Escrito por: Alejandro Gumá Ruiz, Investigador, Instituto Cubano de Investigación Cultural “Juan Marinello”
Estados Unidos bloquea a Cuba porque esta asumió el socialismo, que-por cierto- es la única garantía de la soberanía e independencia nacionales. Porque botó de aquí a los explotadores; porque cortó de un tajo la sangría económica y social; porque hizo de la política un frente cultural e internacionalista, que buscaba: no la creación de «un paraíso en las faldas de un volcán», sino la redención de todos los pueblos del mundo.
Si Cuba fuera capitalista, o si volviera a serlo, no habría necesidad de bloquearla, porque no sería de los cubanos. Pero los nacidos en esta isla tampoco serían cabalmente «de Cuba» si no comprenden que la cuestión patriótica está soldada en los tuétanos a la cuestión social, económica y política. La nación nos la conquistó en los campos de Cuba el machete, la tea, el máuser arrebatado al enemigo. Famélicos y hambreados, los revolucionarios eran sostenidos por las ideas (sepan los tecnócratas de hoy que las ideas son los más poderosos sostenes). Entonces, si nadamos un poco más hacia lo hondo, y somos honestos, entenderemos que lo que Estados Unidos bloquea no es a Cuba, sino un ordenamiento específico de ella; y sobre todo: la posibilidad de que las ideas de sus hombres y mujeres sostengan y desarrollen ese ordenamiento.

^^^^

* Ejercicio 1 *
Según el texto sobre el bloqueo a Cuba, ¿qué conquistó la nación en los campos de Cuba?

^^^^

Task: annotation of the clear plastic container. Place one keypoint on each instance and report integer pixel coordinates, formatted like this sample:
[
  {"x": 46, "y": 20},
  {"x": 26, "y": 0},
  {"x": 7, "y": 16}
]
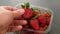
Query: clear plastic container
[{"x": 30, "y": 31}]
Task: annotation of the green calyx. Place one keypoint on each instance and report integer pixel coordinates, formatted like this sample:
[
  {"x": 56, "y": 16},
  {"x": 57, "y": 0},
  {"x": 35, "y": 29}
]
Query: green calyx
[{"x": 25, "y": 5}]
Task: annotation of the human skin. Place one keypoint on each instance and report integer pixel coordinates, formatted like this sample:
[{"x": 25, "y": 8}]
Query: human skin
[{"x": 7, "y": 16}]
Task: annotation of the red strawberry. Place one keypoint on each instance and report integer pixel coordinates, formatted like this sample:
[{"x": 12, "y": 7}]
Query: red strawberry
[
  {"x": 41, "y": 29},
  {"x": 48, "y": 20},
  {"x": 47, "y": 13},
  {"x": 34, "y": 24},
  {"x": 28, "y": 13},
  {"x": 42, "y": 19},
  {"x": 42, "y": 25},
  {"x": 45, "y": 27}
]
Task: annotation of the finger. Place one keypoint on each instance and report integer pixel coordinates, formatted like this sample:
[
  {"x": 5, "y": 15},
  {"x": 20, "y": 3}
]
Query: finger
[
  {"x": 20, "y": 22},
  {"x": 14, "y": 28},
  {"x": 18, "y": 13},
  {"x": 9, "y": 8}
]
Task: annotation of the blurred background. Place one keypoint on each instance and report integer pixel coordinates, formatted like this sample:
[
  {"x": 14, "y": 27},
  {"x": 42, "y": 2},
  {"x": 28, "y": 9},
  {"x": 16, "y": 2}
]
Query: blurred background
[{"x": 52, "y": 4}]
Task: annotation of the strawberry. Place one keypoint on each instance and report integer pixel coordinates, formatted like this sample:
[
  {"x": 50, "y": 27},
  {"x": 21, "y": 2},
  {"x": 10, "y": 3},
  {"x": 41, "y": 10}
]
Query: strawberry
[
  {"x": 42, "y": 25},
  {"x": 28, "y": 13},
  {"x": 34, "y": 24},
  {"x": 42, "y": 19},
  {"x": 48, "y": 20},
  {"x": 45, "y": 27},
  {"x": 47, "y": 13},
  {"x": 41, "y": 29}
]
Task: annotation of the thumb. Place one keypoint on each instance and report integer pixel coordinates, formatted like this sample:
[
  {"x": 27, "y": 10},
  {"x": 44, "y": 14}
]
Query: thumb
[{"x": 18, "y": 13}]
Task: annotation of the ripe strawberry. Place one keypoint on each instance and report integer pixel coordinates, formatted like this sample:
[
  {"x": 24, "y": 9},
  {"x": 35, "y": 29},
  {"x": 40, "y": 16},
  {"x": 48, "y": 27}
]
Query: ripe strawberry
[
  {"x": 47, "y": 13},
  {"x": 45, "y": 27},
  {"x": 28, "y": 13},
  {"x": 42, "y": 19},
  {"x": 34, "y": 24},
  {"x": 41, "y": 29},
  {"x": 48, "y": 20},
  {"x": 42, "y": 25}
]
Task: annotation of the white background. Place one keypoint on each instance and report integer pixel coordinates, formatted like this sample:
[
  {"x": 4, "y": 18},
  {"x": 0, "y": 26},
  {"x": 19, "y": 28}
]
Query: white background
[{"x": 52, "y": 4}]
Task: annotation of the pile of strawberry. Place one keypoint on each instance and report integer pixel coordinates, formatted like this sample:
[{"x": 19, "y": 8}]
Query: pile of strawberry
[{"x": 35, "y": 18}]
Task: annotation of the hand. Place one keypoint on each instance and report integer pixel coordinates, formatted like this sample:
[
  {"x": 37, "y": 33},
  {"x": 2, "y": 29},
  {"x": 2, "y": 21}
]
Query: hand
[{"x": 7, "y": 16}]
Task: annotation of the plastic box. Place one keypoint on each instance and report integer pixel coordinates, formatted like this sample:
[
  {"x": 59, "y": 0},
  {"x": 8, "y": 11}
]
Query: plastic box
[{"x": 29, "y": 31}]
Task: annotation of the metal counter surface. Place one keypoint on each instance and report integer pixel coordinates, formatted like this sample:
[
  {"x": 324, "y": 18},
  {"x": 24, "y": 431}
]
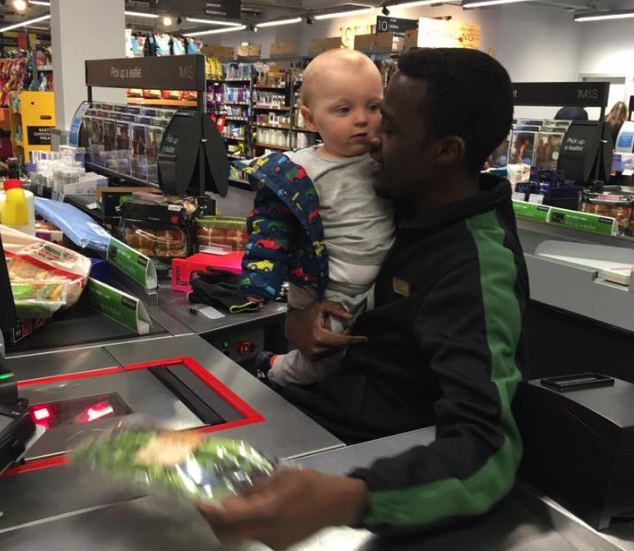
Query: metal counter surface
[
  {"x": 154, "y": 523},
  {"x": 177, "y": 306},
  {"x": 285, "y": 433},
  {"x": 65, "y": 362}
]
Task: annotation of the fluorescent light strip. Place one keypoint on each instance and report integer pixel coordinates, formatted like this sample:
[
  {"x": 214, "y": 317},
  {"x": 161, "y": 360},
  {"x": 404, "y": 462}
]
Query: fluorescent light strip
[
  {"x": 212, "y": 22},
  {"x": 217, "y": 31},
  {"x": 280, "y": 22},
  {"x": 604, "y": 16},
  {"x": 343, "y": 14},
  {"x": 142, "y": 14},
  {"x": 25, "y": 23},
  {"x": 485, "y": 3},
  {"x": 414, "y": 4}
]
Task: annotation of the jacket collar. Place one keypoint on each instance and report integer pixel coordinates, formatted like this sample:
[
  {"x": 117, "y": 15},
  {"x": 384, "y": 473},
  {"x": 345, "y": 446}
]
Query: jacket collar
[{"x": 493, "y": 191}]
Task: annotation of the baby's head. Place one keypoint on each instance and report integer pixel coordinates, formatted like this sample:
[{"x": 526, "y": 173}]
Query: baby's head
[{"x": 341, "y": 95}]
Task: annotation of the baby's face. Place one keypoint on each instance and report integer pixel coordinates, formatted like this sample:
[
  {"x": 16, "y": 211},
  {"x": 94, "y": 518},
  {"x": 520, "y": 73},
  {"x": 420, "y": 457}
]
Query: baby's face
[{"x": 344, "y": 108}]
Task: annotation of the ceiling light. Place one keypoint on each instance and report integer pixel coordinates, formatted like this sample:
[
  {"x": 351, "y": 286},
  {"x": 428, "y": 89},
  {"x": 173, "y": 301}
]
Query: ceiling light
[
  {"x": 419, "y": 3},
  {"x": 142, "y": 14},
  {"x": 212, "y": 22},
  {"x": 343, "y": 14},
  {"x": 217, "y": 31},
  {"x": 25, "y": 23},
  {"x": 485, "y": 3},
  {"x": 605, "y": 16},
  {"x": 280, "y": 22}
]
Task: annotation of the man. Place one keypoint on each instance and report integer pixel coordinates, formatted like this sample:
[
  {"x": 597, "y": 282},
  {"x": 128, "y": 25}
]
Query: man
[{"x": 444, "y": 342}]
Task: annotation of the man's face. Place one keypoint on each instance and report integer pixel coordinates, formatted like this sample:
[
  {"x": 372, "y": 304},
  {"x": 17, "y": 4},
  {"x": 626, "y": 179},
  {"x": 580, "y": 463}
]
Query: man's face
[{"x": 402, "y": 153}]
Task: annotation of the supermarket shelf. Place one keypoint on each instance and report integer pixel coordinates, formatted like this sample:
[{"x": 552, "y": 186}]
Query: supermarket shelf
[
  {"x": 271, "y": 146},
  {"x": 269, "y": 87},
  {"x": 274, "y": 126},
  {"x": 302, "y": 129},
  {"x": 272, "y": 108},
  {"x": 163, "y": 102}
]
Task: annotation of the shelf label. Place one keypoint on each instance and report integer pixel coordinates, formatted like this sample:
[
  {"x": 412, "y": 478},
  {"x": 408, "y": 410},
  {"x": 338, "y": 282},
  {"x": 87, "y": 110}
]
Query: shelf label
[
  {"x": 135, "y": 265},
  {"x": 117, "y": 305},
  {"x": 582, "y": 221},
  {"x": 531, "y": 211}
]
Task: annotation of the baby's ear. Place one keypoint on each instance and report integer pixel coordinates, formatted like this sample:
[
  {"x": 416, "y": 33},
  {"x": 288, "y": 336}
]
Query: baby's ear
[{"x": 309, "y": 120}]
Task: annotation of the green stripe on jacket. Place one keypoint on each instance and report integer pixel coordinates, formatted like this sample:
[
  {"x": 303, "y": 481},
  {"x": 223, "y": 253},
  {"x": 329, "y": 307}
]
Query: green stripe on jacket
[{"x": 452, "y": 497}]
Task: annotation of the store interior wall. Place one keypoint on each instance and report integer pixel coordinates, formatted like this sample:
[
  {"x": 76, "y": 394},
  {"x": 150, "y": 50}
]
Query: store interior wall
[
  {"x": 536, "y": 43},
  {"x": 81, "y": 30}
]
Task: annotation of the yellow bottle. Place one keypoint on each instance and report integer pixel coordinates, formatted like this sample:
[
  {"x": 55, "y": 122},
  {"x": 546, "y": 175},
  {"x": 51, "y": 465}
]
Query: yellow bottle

^^^^

* Ejercicio 2 *
Recopila todas las líneas de las entradas que contengan la cadena "container".

* Solución 1 *
El machete, la tea y el máuser arrebatado al enemigo.

* Solución 2 *
Task: annotation of the clear plastic container. Place one keypoint on each instance and report integer pixel coordinates, formatted like this sample:
Query: clear plastic container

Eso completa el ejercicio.